#### SOURCE TEXT
····················

Until this is cleaned up, I really hope that all professional developers and all serious enterprises refrain from using these tools. It is simply much safer not to use the tools. The resulting risk of legal battles down the line is just too high. There is also the moral aspect of not properly providing credit and following open-source licenses. There is every reason to argue for caution.

Information Leakage

Yet another problem with ChatGPT is that uses the user input to improve the overall model. This means that information can leak between users, if one users uploads information that fits the prompting from another user. This is very problematic. Entering something into ChatGPT is basically the information-management equivalent of posting it to a public forum on the Internet and making sure your favorite search engines index it for others to find.

I don’t quite understand how that works, since ChatGPT also claims their training cut-off time, but this has been proven to happen.

EETimes reports that Samsung has found several leaks as a result of engineers using ChatGPT:

The Digitimes report mentions three specific cases of leaks caused by engineers sharing information with ChatGPT. In one case an engineer uploaded faulty code and asked ChatGPT to find the fault and optimize the software. But as a result the source code became part of ChatGPT’s database and learning materials.

Another case was where ChatGPT was asked to take the minutes of meeting. By default the discussion and exactly who attended the meeting – both confidential – were stored on the ChatGPT database and thus ChatGPT was able to divulge the material to anyone who asked.

····················

#### RECORDED INFORMATION

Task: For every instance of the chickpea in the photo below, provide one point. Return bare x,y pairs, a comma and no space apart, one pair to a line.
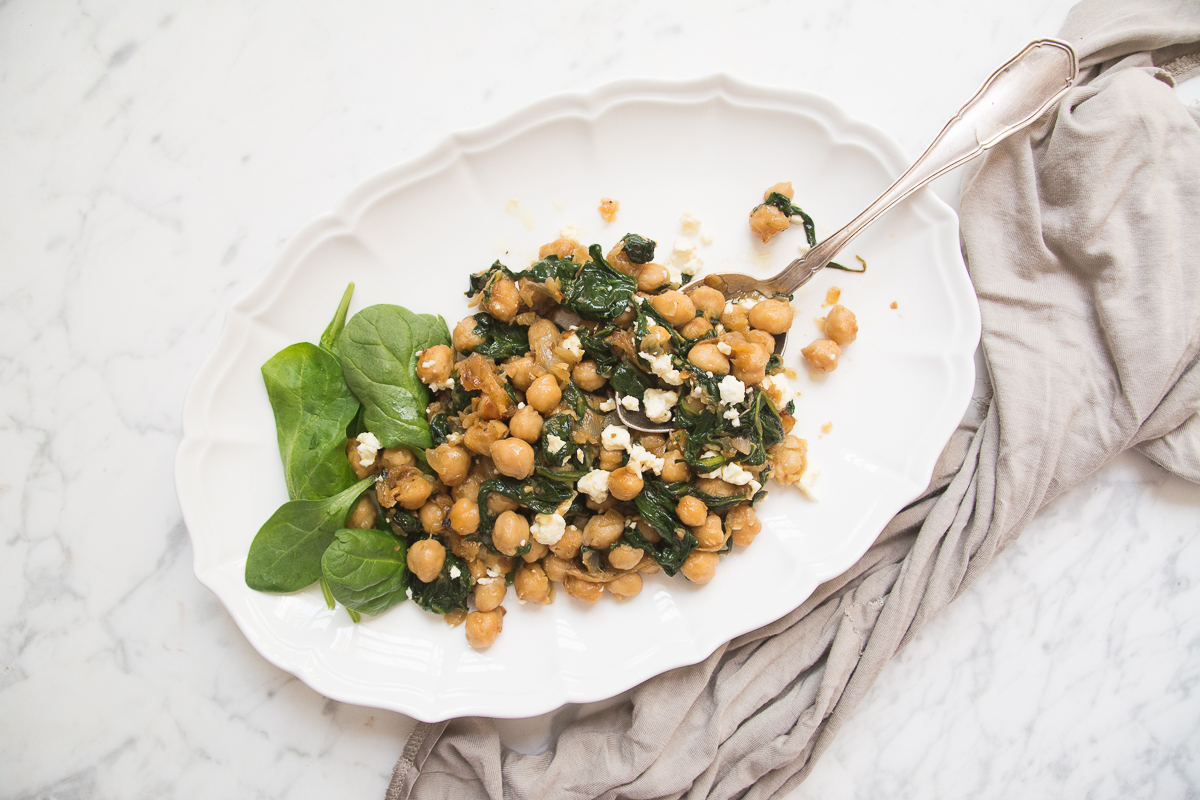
426,558
481,435
526,423
465,338
706,356
772,316
360,469
432,515
767,221
556,567
750,362
604,530
450,462
696,328
700,567
743,524
510,533
625,587
364,513
652,277
544,394
708,301
822,355
433,364
504,300
691,511
483,627
407,487
841,326
513,457
709,534
532,584
537,552
611,459
490,595
790,458
676,306
523,371
736,318
587,378
465,516
625,483
675,468
582,589
623,557
568,547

····················

Resume the piece on ChatGPT's legal and information-leakage risks, starting right after its last sentence.

The risks for leaks like this is why Amazon forbade their employees to use ChatGPT at work. Many other companies have followed suit.

Using ChatGPT to help at work – be it reviewing a piece of software code, writing the starting point for an internal report, or other creative use of it to transform information to text – is tantamount to breaking confidentiality and failing to protect company intellectual property.

Making it Legal, Licensed, and Safe

All the issues cited in this post can be solved. They are not really a problem with the technology per se, just with how current solutions are being deployed and sold.

For an enterprise use case in particular, you must run your own model entirely separated from that of other companies. Run the model on-site (which is likely a lot cheaper than renting the compute given the scale needed), or at the very least using a closed-off model that is not cross-fertilized with the models used by other customers of a cloud provider.

Licensing and legal issues are solved by training your own enterprise model from scratch using known-provenance data. Indeed, such customized training is likely to produce better and more on-brand results than the current wild-west model where you have no idea what the training set contains.

Consumer products have an interesting challenge in not violating privacy laws. If a user uses a service like ChatGPT to summarize or rewrite highly private information, the same concerns applies as to leaking company secrets. Every user’s own information must be kept private and separate. If I upload an image to train an image generator on my own face, that training data must not be used to produce images for other people.

The potential for community training sets is clear – you help make a model better by providing content you have uniquely created yourself and can license to the pool, and in return you get a better product. But that has to start with every single piece of training data being opted in and explicitly acknowledged as such.

There are people voicing the opinion that this means that only large companies can play in the LLM space, and maybe that is the case. But is that really a problem? Many real-world products are not something a small company can hope to produce with a few people and some computers. Airplanes, pharmaceuticals, nuclear reactors, space launch rockets, and similar still have enough alternatives in place for decent competition.